#### Tarefas a realizar
A: Cite o trecho do texto sobre litigância de má-fé de "Conclui-se, assim, que" a "ser suscitada oficiosamente.".
B: Segundo o texto sobre litigância de má-fé, com que grau de culpa a exequente intentou a execução?
C: Continue o texto sobre litigância de má-fé a partir do ponto em que termina.

#### Excerto da página

Conclui-se, assim, que a exequente intentou a acção executiva com negligência grosseira.

Em face de tudo o exposto, estão verificados os elementos objectivo e subjectivo do tipo de litigância de má-fé previsto na alínea a) do n.º 2 do art.º 542º.

A tal conclusão não obsta nenhum dos argumentos invocados pela recorrente

A recorrente invoca que a recorrida não fez nenhum pedido de condenação da recorrente como litigante de má-fé, sendo a decisão oficiosa.

Efectivamente a embargante não invocou a litigância de má-fé da exequente.

Tal questão foi suscitada oficiosamente.

Mas como se deixou referido, à luz do n.º 1 do art.º 542º a litigância de má-fé pode ser suscitada oficiosamente.

A recorrente invoca que a instauração da execução se ficou a dever a um erro do mandatário.

#### Itens extraídos

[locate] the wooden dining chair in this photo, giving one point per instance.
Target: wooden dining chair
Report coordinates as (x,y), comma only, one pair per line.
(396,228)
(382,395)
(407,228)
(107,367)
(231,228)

#### Tarefas resolvidas
A:
Conclui-se, assim, que a exequente intentou a acção executiva com negligência grosseira.

Em face de tudo o exposto, estão verificados os elementos objectivo e subjectivo do tipo de litigância de má-fé previsto na alínea a) do n.º 2 do art.º 542º.

A tal conclusão não obsta nenhum dos argumentos invocados pela recorrente

A recorrente invoca que a recorrida não fez nenhum pedido de condenação da recorrente como litigante de má-fé, sendo a decisão oficiosa.

Efectivamente a embargante não invocou a litigância de má-fé da exequente.

Tal questão foi suscitada oficiosamente.

Mas como se deixou referido, à luz do n.º 1 do art.º 542º a litigância de má-fé pode ser suscitada oficiosamente.

B: Com negligência grosseira.

C:
É certo, como refere Paula Costa e Silva, in Litigância de má fé, Coimbra, pág. 575-576 que “(…) a maioria dos actos processuais é praticada, não pela parte representada, mas sim por advogado, representante (…)
(…) tendo o mandatário autonomia técnica, a maioria da actividade processual [é] por ele exclusivamente controlada. É o mandatário quem procede à concreta conformação dos actos que vão sendo praticados ao longo do processo, quer isto dizer, é o mandatário quem decide, regra geral, o como e o que fazer.”

Mas, como decorre do disposto no art.º 44º, n.º 1 do CPC, o mandato atribui poderes ao mandatário para representar a parte em todos os atos e termos do processo principal e respetivos incidentes, mesmo perante os tribunais superiores.

E o contrato de mandato é definido no art.º 1157º do CC nos seguintes termos: mandato é o contrato pelo qual uma das partes se obriga a praticar um ou mais actos jurídicos por conta de outra.

Do exposto decorre que os actos que o mandatário pratica no processo, são em nome e por conta da parte e, em função disso, são imputáveis à parte e os seus efeitos repercutem-se na sua esfera jurídica.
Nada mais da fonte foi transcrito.